VexXtreme 13 years ago

I have found that in a lot of cases IoC ends up being completely misused and abused in really horrible ways. One of the more common antipatterns I encounter is creating an interface for every single thing in the application ("because hey, the implementation might change and it'll be easy to swap out"). No, if you're building a webshop or a task management application, abstracting and injecting your business logic or domain objects is as stupid as it gets.

I always keep hearing this argument "but something will change". No, it won't. Is it really worth introducing all this boilerplate nonsense into the application just for the off chance of something changing at some point? And even if that happens, don't you think you're better off just doing whatever modifications are necessary vs. putting all this crap into your application?

The only scenario where I've found IoC to make sense is when an application depends on a module and that module REALLY needs to be swapped out with another one. I once had that with a stock market analysis application that depended on X service for data feeds, but X service suddenly stopped working and I could just inject Y service instead without having to change anything else. But even in that case IoC container would've been redundant as plain old DI does the job just fine. That was the only thing in the application that I wrote that way because I didn't want to hard code an external dependency (that I have no control over) into my application.

But what I keep encountering is the cargo cult approach to programming where IoC is done for the sake of IoC and everything is injected for the sake of being injected, with no rational explanation as to why. It's quite terrible really.

  • specialist 13 years ago

    > creating an interface for every single thing in the application

    Ditto turning everything into a "service" a la WSDL and now SOA. CORBA lives!

> DATASET ENTRIES
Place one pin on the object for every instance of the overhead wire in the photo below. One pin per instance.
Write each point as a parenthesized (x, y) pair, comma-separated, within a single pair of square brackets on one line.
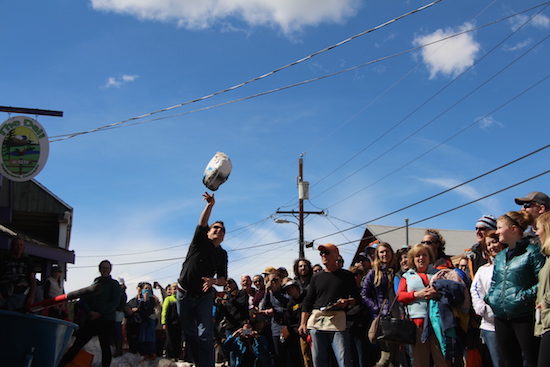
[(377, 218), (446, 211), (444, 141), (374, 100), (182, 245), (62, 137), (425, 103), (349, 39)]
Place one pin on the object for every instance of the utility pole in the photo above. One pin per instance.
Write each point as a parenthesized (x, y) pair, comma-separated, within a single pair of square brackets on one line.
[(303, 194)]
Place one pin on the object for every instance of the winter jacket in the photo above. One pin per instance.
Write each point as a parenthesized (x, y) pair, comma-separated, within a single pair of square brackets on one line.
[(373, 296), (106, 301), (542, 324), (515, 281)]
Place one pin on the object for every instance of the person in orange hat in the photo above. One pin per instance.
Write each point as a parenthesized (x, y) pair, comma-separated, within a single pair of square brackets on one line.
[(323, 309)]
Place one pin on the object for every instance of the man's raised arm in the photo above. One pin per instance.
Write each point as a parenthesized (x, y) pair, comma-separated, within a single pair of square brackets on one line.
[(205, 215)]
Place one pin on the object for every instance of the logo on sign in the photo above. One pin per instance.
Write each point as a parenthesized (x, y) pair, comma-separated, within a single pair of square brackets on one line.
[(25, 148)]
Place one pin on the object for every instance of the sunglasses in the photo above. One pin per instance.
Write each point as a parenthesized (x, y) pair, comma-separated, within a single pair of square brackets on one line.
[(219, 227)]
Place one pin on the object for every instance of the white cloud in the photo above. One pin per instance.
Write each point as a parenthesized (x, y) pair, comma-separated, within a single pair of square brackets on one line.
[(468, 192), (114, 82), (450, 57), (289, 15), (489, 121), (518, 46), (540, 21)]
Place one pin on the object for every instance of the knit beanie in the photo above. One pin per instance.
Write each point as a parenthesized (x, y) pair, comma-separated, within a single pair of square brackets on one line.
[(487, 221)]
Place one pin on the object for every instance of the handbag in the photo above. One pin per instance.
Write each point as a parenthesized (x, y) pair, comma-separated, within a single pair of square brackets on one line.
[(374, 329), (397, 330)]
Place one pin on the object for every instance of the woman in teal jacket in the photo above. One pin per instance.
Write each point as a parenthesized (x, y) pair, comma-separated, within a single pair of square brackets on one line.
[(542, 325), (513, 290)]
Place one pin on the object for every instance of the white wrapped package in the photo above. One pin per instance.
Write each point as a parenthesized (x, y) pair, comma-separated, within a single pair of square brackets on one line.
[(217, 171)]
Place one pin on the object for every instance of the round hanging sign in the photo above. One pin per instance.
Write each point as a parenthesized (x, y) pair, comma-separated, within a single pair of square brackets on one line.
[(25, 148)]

> WRITTEN TASK A
Answer each question from the IoC discussion above.
(i) What antipattern does the first commenter call one of the more common ones they encounter?
(ii) What kind of application depended on X service for data feeds?
(iii) According to the reply, what lives?
> WRITTEN TASK B
Repeat the part of the IoC discussion above starting with "I have found" and going on through "into your application?".

> WRITTEN ANSWER A
(i) Creating an interface for every single thing in the application.
(ii) A stock market analysis application.
(iii) CORBA.

> WRITTEN ANSWER B
I have found that in a lot of cases IoC ends up being completely misused and abused in really horrible ways. One of the more common antipatterns I encounter is creating an interface for every single thing in the application ("because hey, the implementation might change and it'll be easy to swap out"). No, if you're building a webshop or a task management application, abstracting and injecting your business logic or domain objects is as stupid as it gets.

I always keep hearing this argument "but something will change". No, it won't. Is it really worth introducing all this boilerplate nonsense into the application just for the off chance of something changing at some point? And even if that happens, don't you think you're better off just doing whatever modifications are necessary vs. putting all this crap into your application?